-- START OF Records supplied --

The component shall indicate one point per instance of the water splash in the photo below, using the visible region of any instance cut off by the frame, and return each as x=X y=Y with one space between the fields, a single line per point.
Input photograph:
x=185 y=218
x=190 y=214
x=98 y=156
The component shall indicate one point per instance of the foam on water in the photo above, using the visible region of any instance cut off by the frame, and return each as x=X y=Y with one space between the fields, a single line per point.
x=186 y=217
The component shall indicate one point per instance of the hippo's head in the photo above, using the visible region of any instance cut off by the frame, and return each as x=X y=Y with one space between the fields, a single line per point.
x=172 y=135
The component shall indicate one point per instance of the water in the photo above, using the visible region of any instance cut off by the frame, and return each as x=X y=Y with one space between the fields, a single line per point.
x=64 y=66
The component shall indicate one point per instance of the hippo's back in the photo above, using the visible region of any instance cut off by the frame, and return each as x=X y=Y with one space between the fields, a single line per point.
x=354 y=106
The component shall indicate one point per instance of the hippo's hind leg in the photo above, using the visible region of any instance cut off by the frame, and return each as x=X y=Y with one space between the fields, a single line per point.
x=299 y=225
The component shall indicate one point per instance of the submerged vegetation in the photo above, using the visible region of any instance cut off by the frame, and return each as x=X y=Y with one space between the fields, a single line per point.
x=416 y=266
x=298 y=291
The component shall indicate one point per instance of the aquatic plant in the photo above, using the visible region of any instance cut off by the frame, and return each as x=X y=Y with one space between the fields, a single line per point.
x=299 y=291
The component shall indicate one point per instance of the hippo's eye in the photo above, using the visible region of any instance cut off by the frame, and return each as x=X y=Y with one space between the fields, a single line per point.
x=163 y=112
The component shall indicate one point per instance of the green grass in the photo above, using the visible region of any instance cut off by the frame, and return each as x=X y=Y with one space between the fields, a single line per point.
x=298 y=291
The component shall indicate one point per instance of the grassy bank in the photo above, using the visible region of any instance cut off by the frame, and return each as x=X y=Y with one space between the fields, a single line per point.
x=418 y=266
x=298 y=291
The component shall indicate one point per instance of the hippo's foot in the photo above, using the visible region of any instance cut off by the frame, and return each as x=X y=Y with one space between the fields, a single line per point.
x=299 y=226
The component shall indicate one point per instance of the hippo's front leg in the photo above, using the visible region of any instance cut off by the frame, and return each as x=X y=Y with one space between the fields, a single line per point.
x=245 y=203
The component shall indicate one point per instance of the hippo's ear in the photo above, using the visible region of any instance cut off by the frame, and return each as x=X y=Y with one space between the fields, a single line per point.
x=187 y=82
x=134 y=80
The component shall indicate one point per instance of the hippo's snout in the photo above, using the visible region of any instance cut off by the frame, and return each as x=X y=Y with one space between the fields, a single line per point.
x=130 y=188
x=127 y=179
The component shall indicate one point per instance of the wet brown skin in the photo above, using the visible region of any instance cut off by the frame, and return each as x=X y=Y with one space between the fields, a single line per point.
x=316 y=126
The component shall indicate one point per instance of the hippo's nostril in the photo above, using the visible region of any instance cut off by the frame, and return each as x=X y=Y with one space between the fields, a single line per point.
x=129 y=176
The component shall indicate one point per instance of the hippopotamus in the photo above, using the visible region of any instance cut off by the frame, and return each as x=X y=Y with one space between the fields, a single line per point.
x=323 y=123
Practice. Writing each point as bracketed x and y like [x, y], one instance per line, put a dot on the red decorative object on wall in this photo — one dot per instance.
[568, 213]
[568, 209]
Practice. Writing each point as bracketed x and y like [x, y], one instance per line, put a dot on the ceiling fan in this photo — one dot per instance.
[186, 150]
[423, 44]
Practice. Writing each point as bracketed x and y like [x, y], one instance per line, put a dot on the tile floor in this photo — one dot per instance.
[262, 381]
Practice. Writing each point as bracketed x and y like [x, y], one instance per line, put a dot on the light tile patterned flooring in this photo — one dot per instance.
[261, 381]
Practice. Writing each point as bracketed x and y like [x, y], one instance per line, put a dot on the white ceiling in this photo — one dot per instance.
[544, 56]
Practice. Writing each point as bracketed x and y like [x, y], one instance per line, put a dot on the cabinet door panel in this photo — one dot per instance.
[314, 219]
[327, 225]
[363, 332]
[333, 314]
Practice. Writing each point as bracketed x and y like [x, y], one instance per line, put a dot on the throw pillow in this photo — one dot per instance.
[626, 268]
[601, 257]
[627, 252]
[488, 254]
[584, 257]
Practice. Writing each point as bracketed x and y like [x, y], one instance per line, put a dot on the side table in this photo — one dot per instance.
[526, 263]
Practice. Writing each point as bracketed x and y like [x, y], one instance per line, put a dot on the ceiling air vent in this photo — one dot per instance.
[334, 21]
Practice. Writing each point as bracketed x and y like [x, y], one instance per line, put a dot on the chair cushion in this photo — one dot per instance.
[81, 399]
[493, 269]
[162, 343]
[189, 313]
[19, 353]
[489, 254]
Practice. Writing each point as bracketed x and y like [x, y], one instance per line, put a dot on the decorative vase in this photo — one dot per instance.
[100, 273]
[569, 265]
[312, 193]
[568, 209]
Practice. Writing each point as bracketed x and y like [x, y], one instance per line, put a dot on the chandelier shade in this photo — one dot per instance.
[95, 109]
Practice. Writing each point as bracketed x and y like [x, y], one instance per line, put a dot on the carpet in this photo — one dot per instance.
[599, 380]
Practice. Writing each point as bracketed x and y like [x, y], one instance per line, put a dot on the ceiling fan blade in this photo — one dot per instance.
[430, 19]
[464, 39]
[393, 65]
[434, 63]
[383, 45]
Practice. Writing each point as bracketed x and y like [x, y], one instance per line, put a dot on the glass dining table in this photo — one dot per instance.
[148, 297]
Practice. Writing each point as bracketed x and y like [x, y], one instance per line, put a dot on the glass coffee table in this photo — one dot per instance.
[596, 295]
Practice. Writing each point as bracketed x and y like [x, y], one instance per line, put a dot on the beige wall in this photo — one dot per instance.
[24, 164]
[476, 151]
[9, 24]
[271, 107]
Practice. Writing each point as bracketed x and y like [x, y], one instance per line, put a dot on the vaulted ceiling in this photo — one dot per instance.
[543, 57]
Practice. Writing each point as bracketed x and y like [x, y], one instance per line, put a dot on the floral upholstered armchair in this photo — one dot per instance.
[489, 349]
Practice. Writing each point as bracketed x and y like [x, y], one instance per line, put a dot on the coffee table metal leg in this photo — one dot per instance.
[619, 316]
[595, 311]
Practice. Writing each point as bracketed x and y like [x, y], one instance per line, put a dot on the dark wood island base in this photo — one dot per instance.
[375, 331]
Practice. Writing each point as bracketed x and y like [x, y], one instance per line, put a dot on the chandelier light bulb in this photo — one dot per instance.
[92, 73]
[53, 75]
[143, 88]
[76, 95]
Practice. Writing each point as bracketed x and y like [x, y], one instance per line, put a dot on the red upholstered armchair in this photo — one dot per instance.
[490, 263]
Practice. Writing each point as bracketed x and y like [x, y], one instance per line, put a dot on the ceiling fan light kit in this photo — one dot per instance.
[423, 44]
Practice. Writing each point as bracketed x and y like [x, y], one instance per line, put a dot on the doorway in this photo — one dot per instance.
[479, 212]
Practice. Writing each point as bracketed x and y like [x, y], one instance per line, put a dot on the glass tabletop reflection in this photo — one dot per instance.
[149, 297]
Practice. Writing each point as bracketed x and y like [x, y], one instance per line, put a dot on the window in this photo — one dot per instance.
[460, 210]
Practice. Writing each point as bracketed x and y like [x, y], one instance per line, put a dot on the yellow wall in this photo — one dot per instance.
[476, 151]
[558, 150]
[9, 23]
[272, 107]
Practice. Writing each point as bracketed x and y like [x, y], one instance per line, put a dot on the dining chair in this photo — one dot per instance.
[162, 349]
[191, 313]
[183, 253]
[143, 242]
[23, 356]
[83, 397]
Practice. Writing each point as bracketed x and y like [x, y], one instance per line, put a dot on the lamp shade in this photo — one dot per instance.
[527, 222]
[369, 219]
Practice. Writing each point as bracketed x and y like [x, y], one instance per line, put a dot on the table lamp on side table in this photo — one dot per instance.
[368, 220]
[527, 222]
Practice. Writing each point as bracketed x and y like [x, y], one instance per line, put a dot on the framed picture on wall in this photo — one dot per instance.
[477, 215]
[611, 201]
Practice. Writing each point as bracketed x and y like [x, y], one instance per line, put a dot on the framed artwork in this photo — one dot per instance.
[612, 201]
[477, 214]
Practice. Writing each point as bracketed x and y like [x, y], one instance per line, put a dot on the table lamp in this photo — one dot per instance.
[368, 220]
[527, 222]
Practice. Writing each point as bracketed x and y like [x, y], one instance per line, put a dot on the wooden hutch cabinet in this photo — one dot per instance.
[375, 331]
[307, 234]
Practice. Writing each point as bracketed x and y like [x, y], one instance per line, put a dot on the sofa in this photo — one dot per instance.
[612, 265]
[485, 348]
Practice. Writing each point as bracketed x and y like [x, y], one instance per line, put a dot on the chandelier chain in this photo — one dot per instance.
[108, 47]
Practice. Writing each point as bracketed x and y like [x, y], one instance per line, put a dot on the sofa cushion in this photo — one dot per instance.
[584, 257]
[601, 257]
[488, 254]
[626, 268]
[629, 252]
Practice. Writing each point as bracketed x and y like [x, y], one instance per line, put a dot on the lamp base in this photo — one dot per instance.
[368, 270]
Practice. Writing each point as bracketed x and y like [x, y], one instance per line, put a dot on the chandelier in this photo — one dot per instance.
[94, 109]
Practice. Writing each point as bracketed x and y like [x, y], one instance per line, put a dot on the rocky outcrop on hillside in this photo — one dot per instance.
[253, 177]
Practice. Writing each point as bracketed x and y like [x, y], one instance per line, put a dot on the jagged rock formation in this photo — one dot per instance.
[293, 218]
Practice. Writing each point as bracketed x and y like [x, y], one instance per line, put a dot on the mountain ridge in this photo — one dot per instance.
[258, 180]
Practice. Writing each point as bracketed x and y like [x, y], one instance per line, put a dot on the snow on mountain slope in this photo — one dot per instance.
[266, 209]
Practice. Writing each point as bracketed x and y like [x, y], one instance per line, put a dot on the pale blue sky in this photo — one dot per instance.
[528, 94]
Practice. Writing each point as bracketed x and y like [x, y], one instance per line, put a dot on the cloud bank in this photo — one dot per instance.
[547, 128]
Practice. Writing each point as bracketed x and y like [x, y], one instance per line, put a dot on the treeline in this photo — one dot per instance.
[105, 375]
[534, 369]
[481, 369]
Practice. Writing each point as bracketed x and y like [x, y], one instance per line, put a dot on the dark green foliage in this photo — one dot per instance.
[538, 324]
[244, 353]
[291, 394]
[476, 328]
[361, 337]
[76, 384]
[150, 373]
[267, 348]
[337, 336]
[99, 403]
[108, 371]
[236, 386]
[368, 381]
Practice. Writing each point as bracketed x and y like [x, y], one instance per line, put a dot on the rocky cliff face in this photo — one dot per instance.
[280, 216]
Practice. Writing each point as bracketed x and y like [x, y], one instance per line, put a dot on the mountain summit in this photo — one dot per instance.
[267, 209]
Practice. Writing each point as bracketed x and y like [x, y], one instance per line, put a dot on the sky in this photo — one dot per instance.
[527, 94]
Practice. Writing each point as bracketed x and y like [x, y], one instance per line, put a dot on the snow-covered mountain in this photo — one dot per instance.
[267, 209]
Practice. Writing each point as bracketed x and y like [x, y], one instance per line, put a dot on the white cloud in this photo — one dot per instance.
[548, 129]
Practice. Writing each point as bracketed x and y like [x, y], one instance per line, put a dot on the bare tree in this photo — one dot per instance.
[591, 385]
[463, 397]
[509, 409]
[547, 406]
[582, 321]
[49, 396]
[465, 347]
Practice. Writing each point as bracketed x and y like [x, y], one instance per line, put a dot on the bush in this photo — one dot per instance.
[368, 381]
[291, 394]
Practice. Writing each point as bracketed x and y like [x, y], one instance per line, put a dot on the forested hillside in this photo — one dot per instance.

-- END OF Records supplied --

Work required:
Please put the lines of the records above, from the line containing "The component shall indicate one point per instance of the green" through the line containing "x=299 y=226", both included, into a Markdown table with the columns Row and Line. Number each row and leave out any blank lines.

Finished task:
| Row | Line |
|---|---|
| 1 | The component shall indicate one point per instance of the green grass in the photo above, using the visible region of any instance cut off by the frame, and return each as x=X y=Y with one space between the fields, a single line per point. |
| 2 | x=298 y=291 |
| 3 | The component shall indicate one point per instance of the grassy bank in the photo above, using the visible region of any instance cut off by the frame, and return each as x=X y=Y with one space between the fields, a single line per point. |
| 4 | x=418 y=266 |
| 5 | x=298 y=291 |
| 6 | The component shall indicate one point per instance of the hippo's foot in the photo above, using the visible region of any instance cut off by the frame, and return each as x=X y=Y with one space between the fields, a single line per point. |
| 7 | x=299 y=226 |